▶ [To be done] Report each line of the entries below that contains the string "dark". Case matters.

▶ [Data supplied]
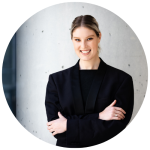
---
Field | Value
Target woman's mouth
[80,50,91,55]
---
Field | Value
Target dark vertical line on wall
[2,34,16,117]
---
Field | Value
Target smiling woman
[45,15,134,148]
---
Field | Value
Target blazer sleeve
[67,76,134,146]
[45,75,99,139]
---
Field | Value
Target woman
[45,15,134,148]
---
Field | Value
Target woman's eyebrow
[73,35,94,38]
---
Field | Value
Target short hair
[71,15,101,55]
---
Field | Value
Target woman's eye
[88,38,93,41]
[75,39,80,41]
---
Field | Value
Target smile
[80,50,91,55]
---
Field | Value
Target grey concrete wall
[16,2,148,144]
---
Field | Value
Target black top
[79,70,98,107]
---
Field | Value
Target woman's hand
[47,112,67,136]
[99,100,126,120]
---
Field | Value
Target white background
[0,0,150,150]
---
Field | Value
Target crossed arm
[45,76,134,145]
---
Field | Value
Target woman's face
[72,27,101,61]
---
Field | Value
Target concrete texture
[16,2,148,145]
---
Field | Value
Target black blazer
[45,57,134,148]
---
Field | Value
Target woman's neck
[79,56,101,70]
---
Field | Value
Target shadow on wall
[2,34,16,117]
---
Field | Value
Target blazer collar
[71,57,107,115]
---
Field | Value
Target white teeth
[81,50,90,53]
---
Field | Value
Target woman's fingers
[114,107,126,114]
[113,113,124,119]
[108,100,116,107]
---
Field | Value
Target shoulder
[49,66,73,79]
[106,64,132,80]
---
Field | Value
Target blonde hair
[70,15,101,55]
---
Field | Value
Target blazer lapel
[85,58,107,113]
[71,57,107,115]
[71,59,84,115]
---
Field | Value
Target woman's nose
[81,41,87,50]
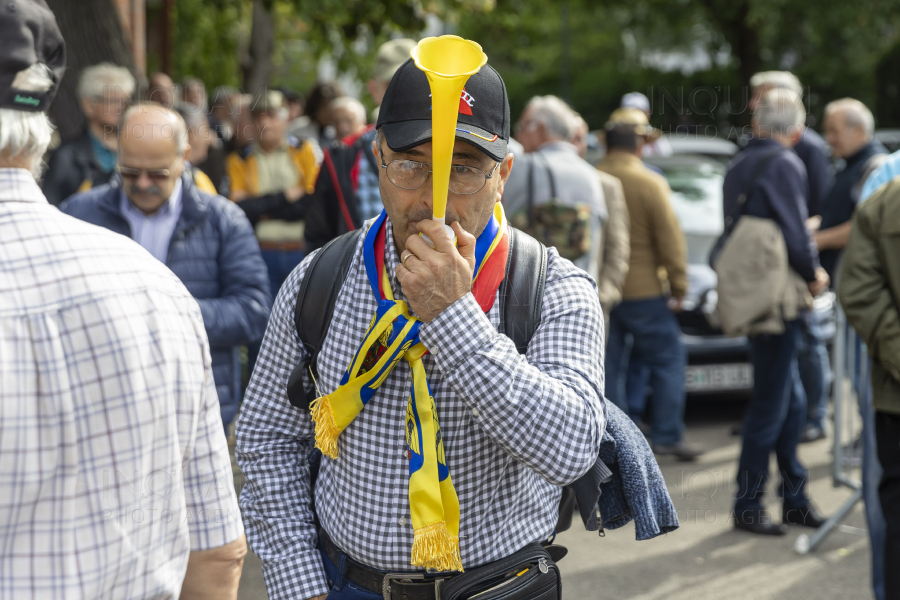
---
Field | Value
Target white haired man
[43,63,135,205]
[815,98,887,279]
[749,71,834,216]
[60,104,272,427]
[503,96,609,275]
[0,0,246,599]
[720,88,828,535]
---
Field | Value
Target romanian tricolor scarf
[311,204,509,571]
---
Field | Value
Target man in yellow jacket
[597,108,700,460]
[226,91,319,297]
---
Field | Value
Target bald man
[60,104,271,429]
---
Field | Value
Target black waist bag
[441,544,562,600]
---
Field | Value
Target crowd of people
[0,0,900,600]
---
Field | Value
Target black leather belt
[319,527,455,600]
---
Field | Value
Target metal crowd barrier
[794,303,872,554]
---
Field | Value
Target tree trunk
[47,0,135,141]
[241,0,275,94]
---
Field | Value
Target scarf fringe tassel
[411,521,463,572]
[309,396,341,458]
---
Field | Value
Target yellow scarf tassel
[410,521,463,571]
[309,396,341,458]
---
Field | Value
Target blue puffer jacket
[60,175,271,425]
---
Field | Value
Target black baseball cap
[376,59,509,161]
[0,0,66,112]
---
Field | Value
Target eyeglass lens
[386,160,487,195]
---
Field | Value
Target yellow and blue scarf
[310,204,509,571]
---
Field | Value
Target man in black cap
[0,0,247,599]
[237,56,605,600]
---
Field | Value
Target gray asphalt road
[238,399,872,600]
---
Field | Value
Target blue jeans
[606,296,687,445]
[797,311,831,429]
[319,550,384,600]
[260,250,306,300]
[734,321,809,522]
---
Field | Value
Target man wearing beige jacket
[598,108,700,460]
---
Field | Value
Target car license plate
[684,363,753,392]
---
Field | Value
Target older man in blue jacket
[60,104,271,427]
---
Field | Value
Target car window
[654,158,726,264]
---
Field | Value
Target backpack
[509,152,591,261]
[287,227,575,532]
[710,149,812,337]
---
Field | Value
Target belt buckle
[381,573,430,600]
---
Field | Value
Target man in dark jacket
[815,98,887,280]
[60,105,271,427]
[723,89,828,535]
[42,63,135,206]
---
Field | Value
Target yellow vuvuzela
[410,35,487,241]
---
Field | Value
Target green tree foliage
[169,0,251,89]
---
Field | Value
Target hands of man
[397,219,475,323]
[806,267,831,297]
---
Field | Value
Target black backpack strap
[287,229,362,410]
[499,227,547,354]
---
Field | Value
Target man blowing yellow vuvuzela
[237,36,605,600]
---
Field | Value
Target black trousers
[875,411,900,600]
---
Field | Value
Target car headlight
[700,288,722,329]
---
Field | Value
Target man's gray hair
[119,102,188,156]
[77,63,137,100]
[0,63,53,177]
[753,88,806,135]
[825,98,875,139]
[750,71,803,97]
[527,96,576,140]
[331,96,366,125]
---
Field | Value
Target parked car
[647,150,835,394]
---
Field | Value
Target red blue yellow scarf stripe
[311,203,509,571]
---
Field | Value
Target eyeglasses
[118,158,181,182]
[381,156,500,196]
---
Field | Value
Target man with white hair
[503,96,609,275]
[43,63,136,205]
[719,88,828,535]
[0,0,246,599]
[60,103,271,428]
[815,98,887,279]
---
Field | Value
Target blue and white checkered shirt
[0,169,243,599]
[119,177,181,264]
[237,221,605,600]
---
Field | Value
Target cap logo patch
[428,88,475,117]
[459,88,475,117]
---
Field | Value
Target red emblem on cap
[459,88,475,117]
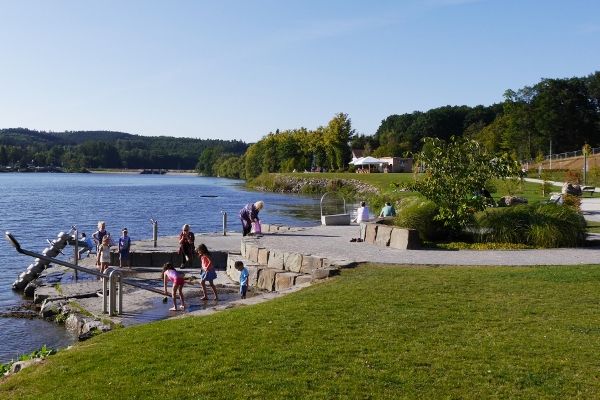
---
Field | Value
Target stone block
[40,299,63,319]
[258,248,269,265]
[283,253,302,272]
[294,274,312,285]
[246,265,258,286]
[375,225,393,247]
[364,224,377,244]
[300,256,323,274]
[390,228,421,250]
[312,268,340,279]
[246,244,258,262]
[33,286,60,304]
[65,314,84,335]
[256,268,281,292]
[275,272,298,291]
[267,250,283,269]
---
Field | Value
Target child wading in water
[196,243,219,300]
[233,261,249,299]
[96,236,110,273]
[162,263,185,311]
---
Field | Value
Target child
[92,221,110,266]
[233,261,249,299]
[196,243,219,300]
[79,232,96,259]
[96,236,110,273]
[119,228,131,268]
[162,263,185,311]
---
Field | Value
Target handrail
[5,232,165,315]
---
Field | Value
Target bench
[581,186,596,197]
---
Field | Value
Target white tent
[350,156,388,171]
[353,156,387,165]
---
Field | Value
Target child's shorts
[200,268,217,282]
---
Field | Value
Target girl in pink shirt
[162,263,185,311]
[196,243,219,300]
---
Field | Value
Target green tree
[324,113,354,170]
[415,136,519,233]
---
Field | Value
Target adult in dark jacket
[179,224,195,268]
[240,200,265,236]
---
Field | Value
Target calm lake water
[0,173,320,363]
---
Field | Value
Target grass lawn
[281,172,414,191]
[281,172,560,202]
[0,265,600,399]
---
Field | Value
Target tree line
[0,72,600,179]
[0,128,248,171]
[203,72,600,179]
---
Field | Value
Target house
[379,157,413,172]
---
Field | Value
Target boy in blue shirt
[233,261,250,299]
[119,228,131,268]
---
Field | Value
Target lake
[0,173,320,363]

---

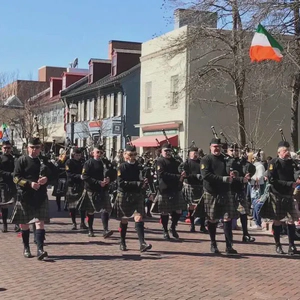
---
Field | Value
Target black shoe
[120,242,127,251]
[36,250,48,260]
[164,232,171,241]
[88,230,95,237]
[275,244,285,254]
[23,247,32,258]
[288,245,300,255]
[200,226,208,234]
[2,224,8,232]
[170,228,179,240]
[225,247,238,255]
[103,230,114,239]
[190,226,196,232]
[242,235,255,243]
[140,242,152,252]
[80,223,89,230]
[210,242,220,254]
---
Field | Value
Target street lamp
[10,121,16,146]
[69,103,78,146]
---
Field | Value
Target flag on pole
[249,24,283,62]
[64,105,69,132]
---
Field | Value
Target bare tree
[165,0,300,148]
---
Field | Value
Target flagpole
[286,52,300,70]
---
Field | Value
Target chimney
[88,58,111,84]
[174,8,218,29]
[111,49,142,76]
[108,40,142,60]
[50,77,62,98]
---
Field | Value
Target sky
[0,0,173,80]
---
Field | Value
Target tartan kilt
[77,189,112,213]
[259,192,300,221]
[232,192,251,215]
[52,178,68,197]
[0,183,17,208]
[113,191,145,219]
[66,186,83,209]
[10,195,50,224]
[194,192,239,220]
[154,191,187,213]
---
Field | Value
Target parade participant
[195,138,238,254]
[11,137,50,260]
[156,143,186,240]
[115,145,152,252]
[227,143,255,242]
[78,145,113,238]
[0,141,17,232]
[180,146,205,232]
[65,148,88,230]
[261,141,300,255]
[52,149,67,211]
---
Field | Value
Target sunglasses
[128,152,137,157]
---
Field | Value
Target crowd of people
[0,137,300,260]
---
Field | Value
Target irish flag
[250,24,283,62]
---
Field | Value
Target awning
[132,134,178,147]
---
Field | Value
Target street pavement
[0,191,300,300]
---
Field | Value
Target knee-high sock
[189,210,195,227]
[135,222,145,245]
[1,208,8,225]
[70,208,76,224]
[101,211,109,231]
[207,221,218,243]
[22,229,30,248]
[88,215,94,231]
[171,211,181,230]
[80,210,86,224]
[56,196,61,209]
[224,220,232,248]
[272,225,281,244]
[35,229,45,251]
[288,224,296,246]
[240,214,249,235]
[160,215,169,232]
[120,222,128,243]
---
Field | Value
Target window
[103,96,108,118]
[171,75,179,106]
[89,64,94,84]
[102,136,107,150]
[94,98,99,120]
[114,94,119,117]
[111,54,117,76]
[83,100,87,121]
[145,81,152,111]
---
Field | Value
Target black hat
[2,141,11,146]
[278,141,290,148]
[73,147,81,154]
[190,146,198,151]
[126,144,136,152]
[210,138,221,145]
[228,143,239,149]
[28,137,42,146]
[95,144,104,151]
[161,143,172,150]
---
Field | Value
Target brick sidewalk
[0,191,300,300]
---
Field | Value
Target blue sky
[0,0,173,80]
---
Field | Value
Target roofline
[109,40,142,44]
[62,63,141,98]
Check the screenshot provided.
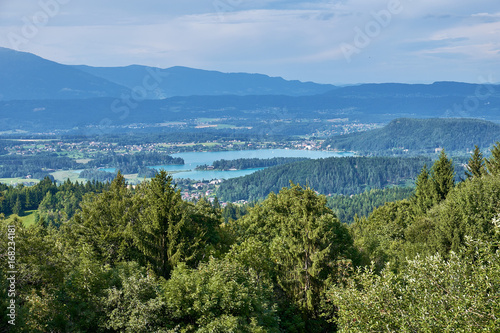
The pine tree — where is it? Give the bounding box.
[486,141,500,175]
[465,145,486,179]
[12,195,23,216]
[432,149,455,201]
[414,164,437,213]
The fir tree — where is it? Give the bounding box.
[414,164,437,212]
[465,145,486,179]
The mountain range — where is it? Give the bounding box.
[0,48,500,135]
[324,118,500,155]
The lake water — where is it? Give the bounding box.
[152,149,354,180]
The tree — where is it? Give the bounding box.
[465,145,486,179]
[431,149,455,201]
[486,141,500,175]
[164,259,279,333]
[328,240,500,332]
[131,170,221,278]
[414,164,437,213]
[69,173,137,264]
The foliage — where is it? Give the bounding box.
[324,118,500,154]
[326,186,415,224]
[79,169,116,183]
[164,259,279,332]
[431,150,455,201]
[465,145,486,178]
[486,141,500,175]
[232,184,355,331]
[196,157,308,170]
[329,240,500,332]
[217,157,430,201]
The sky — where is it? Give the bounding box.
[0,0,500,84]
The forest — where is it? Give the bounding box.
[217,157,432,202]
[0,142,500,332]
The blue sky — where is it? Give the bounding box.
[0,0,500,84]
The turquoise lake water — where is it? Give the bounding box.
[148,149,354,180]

...

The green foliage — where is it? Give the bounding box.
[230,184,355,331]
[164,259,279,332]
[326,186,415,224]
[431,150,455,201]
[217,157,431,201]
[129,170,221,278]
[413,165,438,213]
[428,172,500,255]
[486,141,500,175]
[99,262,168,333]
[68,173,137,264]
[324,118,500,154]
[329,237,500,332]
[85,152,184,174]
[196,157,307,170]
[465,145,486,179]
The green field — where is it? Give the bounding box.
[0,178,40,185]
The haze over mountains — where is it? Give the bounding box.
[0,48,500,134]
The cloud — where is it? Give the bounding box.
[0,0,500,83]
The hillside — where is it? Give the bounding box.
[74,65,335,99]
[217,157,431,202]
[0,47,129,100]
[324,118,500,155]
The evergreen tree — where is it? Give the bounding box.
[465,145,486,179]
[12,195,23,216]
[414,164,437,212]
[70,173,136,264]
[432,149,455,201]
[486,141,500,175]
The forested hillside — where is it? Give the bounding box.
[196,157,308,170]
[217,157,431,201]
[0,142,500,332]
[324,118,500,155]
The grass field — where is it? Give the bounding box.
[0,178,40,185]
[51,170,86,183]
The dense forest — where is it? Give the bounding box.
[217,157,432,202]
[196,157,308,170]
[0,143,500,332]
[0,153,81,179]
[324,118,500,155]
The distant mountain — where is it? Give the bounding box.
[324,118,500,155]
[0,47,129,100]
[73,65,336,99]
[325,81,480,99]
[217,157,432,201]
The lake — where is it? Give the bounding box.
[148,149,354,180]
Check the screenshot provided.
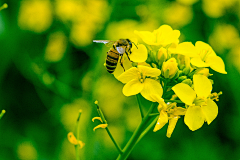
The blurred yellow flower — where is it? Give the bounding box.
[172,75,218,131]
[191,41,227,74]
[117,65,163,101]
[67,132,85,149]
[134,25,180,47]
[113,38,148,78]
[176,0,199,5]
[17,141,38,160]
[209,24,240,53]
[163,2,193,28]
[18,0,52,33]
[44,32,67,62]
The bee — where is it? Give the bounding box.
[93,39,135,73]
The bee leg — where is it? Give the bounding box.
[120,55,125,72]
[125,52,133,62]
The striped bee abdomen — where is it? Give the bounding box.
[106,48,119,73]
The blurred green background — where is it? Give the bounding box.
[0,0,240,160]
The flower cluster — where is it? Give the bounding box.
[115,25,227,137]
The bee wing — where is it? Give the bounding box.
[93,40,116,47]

▶ [Output of the exercise]
Target dark vertical line on wall
Target man in dark jacket
Target adult in dark jacket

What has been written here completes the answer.